::: Extract provided

On Little Birch Island Run, at site LBIR01, which is located near its mouth, the daily load of aluminum is 26.1 lb and the daily load of manganese is 21.2 lb. The daily load of acidity is 955.1 lb at LBIR01 and 124.9 lb at site LBIR02.

The discharge of Birch Island Run at its confluence with Amos Branch is 1548 gallons per minute. The discharge is 5881.43 gallons per minute at its confluence with Little Birch Island Run. At the mouth of Birch Island Run, the discharge is gallons per minute.

At the confluence of Amos Run with Birch Island Run, the latter stream's pH ranged from 4.9 to 6.2 in 2002, with an average of 5.3. At the confluence of Little Birch Island Run with Birch Island Run, the latter stream's pH ranged from 4.7 to 5.7, with an average of 5.1. At the stream's mouth, the pH ranged from 4.8 to 5.5, with an average of 5.1. In the upper reaches of Birch Island Run, the pH is naturally low, as opposed to being low due to acid mine drainage. The alkalinity level of the upper parts of the stream is low.

There are two sources of acid mine drainage in the Birch Island Run watershed. Both discharge into Little Birch Island Run within 1.5 mi of its mouth.

==Watershed==
The Birch Island Run watershed is largely in southwestern Clinton County. However, a small area is in southeastern Cameron County. Most of the watershed is forested and far from development. In specific, 95% of the watershed's land is forested. There are some unused mines in the watershed, and some residential areas along Keating Road. There are also camps in the area.

::::::
::: Excerpted records

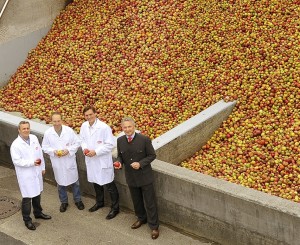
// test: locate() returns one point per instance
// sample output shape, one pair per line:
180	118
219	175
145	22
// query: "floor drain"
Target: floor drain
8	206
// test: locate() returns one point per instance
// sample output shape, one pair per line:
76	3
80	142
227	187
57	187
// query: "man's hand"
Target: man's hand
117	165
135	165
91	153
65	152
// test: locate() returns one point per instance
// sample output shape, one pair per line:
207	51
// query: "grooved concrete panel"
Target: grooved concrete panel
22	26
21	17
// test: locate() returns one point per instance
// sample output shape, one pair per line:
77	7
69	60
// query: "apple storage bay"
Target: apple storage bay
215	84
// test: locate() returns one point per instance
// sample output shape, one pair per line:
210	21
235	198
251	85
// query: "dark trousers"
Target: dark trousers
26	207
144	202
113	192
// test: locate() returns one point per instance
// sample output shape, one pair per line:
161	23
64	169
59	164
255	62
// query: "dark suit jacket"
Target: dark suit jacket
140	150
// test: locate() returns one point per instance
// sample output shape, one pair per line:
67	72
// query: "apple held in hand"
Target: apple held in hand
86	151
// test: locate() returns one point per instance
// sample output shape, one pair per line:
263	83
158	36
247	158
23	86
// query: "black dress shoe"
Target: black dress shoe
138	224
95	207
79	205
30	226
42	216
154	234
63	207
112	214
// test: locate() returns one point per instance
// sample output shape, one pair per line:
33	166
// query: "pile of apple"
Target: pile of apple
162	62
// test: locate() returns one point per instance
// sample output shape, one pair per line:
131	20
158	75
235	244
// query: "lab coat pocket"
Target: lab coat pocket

::::::

◆ **Your goal**:
According to the Birch Island Run text, what percentage of the watershed's land is forested? The listing has no connection to the text about Birch Island Run.

◆ **The completed task**:
95%